■ TASK SET ■
1 - In the personal essay about patience and worry, what did the writer find hard to do when younger?
2 - In the final paragraph of the essay about patience and worry, list every statement that begins with "I will never."
3 - Write a continuation of the essay about patience and worry, beginning right after its last sentence.

When I was younger I had a hard time sitting through a whole movie or reading a whole book. I was that person asking a million questions about the outcome before it ever got to the plot or skipping through chapters to get to the end. I didn't have the patience to wait it out and hope for the best.
That mindset has definitely followed me as I've grown into a young adult. I find myself constantly worrying about things and forming more chaos than what is actually there. I am always seeing half of things, not knowing the outcome, and forcing endings only to wonder why there isn't a happy ending at the end. I really hate waiting for the end of movies or reading the whole book.
It has taken me many, many years to realize I am not in control of everything and no matter how much I would like to be, it won't ever happen. I'm so thankful to have a God that sees my struggle with patience and tries to calm me in my storm of worry. A lot of times I am discouraged by living in the unknown I no longer see the potential in things working out to my favor. I see what something should be and focus way too much on the impossible.
Truth is, I will never feel like I am OK with waiting. I will never feel OK with hoping for the best and letting my life run it's course. I will never have that part of OCD taken from me or completely calmed. I will always have a sense of worry for the future and that is fine. It's OK because God doesn't work that way.

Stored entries
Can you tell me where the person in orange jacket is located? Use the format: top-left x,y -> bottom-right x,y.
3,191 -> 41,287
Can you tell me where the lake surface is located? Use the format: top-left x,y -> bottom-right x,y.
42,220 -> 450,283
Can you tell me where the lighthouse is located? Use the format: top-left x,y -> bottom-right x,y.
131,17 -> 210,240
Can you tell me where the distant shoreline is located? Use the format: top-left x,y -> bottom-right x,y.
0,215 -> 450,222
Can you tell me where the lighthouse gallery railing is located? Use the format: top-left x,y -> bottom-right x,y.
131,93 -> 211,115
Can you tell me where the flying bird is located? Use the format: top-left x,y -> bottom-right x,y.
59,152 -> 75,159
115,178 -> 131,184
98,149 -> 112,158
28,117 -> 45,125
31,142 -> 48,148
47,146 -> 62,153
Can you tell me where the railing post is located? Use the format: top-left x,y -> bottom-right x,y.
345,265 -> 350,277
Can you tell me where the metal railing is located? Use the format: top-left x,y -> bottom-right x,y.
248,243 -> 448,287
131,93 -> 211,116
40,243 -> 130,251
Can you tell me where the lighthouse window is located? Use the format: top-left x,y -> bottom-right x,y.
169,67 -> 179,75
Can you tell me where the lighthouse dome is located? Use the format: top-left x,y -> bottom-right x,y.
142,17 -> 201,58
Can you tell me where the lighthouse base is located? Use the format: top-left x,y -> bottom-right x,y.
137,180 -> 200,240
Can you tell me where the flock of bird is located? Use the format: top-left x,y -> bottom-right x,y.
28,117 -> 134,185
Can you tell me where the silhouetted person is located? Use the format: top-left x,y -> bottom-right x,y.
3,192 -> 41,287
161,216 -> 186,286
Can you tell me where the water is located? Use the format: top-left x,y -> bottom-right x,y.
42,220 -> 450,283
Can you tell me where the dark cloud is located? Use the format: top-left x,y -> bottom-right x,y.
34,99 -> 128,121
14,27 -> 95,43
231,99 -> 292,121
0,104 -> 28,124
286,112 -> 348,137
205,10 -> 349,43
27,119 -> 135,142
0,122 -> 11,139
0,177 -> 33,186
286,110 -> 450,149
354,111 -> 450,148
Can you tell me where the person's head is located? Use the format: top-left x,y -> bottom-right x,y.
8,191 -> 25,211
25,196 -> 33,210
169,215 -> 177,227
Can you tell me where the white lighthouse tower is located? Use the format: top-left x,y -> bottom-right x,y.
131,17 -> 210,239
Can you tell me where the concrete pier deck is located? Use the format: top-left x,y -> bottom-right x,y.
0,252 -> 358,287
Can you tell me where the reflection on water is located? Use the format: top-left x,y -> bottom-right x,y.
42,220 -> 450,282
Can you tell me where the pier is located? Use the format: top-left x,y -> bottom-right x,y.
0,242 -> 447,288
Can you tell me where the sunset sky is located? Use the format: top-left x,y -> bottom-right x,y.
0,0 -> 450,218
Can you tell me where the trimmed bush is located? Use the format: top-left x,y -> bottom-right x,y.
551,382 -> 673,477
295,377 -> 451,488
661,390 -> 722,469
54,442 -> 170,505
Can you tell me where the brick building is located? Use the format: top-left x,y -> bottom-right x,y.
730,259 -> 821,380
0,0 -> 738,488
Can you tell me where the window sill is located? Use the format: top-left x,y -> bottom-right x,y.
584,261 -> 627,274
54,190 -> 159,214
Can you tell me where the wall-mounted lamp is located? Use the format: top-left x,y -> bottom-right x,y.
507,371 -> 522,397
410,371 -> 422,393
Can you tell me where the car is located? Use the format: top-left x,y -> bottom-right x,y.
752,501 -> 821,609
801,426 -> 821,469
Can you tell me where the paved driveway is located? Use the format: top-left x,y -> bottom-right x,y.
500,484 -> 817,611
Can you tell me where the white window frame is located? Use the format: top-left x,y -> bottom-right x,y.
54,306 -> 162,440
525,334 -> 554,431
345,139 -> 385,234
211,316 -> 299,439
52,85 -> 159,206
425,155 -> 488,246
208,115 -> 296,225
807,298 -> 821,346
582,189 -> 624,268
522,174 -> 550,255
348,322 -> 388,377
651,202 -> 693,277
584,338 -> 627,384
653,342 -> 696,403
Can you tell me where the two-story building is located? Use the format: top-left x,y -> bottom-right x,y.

■ TASK-BY-TASK OUTPUTS ■
1 - Sitting through a whole movie or reading a whole book.

2 -
- I will never feel like I am OK with waiting.
- I will never feel OK with hoping for the best and letting my life run it's course.
- I will never have that part of OCD taken from me or completely calmed.

3 -
When God took me in, he knew my shortcomings and struggles. He also knew my potential and expectations. God knows I'm not ready to give up full control. He knows He is in control anyway. God knows that He can get me ready to trust one hundred percent. I know many of you struggle with trusting God to work through the middle of your story to make a great ending.
The purpose is that sometimes the process doesn't look like the ending. Sometimes it's easy to be discouraged by the chapter you are given at the moment. Sometimes it's hard to see that the chapter you are in isn't the end and that God has many more for us. That not every chapter can be the best one we read.
I know there is struggle in getting through the hard chapters and trusting God that there is a happy ending for us all, but always remember God is always working on our provision and that we can't always skip through the movie or flip through the pages. Don't force chapters to happen or characters to stay. God is writing your story and if it's not a happy ending, it's not the end. Stay patient.